» Provided text
-- Begin --

How far are Texas Republicans willing to go?

by | Mar 26, 2021 | Policy, Voting

A public hearing over House Bill 6, one of the most suppressive election-related bills this session, ended abruptly Thursday after Elections Committee Chair and bill author Rep. Briscoe Cain (R-Deer Park) screwed up a procedural rule.

Cain called a recess without setting a time to return, and in doing so, caused the hearing to be canceled after only a few hours of discussion. Some 200 Texans, including former Harris County Clerk Chris Hollins and Beto O’Rourke, were unable to testify their concerns. 

“If we cannot stand up and preserve this democracy, we’ll lose it in Texas, we’ll lose it in this country, we’ll lose it for the people of this planet,” O’Rourke said Wednesday in a call with Democrats and activists. “And so that’s, you know, no pressure, but that’s what we’re up against.”

Unfortunately, there was enough said at the committee meeting to show the delay will do little to discourage Republicans from advancing the high-priority bill or stop their crusade against widespread voter fraud, an enemy they can neither see nor produce evidence of.

If passed, HB 6 would prohibit election officials from distributing mail ballot applications unless specifically requested by voters, make it more difficult to assist disabled Texans in voting, and empower campaign or party-picked poll watchers in voting locations. 

The Senate Committee on State Affairs is considering the even more restrictive Senate Bill 7 on Friday. The legislation would rein in voter expansion measures taken by local governments like Harris County, prohibiting 24-hour voting, drive-thru voting, and require written documentation from a federal agency or a doctor’s note as proof to claim a disability when voting by mail. 

Underpinning all of this is the fact that only 16 cases of voter fraud were discovered by Texas Attorney General Ken Paxton in 2020 (mind you, Paxton’s work against the War on Fraudism is so essential fellow Republican lawmakers are actually considering slashing his budget), as well as a promise by Texas Office of the Secretary of State elections chief Keith Ingram that the general election was both “smooth and secure.” And during the hearing itself, committee member Rep. Michelle Beckley made a clever point citing a fiscal note by the Legislative Budget Board that showed the bill, which creates new criminal penalties for public officials and voters, would not cost the state a dime.

-- End --

» Problem set
a – Write out the passage in the Texas voting bills article from "Unfortunately, there was" to "produce evidence of.".
b – According to the Texas voting bills article, how many cases of voter fraud did Texas Attorney General Ken Paxton discover in 2020?
c – Continue the Texas voting bills article from its final sentence.

» Entries supplied
-- Begin --

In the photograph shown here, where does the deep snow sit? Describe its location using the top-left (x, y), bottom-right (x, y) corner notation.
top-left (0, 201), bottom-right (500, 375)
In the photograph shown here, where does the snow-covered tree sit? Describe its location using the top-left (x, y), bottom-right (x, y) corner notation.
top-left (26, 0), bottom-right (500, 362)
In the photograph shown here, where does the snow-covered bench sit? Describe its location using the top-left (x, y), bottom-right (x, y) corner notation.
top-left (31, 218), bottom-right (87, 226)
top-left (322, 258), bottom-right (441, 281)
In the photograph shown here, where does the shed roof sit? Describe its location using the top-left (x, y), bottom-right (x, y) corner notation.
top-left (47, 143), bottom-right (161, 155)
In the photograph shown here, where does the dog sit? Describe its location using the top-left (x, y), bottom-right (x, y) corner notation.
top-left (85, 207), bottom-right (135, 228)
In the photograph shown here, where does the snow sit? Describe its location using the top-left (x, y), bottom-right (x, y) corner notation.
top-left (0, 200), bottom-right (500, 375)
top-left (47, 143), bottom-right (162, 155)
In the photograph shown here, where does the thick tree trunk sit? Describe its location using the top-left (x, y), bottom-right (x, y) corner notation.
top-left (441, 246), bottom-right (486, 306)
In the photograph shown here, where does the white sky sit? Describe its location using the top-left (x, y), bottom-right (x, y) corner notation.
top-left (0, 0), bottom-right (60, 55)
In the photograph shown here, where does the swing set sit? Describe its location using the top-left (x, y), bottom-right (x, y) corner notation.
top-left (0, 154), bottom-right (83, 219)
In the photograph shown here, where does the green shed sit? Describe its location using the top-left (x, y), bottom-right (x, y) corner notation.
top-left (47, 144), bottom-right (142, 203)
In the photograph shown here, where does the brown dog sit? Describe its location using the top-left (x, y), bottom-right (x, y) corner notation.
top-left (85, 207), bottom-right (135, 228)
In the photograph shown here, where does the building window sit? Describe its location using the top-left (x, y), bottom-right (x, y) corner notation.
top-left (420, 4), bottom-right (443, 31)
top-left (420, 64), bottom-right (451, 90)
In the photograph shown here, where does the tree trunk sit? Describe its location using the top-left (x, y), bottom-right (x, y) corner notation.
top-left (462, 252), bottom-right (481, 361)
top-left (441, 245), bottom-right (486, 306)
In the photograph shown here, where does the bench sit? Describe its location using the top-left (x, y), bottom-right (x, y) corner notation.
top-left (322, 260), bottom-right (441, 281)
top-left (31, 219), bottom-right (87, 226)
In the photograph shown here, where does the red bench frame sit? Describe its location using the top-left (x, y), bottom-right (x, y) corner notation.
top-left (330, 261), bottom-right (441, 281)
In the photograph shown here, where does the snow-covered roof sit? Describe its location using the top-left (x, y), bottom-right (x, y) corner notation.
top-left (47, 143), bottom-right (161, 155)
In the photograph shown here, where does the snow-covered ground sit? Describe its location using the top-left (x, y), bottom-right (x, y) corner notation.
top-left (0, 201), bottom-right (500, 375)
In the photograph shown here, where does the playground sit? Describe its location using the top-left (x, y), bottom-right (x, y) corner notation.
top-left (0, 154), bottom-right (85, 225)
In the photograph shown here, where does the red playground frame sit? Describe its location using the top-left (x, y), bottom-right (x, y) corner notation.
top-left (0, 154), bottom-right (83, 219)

-- End --

» Solved tasks
a –
Unfortunately, there was enough said at the committee meeting to show the delay will do little to discourage Republicans from advancing the high-priority bill or stop their crusade against widespread voter fraud, an enemy they can neither see nor produce evidence of.

b – 16 cases.

c –
“It says there’s no significant fiscal implications to the state is anticipated [because of the HB6], yet we’re increasing criminal penalties and creating criminal offenses,” Beckley said. “That would indicate there is no significant crime being committed right now that we’re trying to correct.” 

“I’m not sure if that’s the case, I don’t work with the Legislative Budget Board,” Cain replied. 

In the absence of any real evidence of widespread fraud, why are Texas Republicans trying to pass legislation to make it more difficult to vote? The answer is probably somewhere in between assuaging the large base of Trump voters who have lost faith in the democratic system thanks to the former president, and a genuine fear of Democrat gains in the state. Either way, their motives are less important than the endpoint of their voter integrity goals. 

Cain offered a good look at just how deep the rabbit hole will go.

“I would say that even one instance of fraud is reason to be concerned and that we should do our best to make sure that there is none of it,” he said. “Our goal should be zero when our attorney general testifies before this community.” 

In that endless quest, thousands of voters, especially elderly and disabled Texans, will be disenfranchised.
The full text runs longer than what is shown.